[Referring expression data]
______________________________

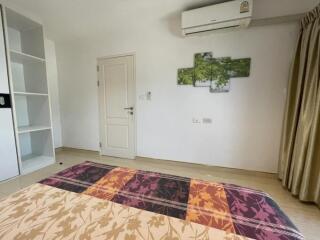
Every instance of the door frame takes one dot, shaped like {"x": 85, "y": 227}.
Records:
{"x": 101, "y": 128}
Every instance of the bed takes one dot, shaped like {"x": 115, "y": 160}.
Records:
{"x": 97, "y": 201}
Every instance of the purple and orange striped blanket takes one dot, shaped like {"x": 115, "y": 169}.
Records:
{"x": 94, "y": 200}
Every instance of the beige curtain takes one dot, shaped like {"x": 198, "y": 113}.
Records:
{"x": 299, "y": 165}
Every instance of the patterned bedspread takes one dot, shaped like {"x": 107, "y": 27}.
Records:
{"x": 97, "y": 201}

______________________________

YOUR INSTRUCTIONS:
Identify the lines in the records above that contain the word "instance", then state how many there are and nothing more.

ANSWER TO THIS PROBLEM:
5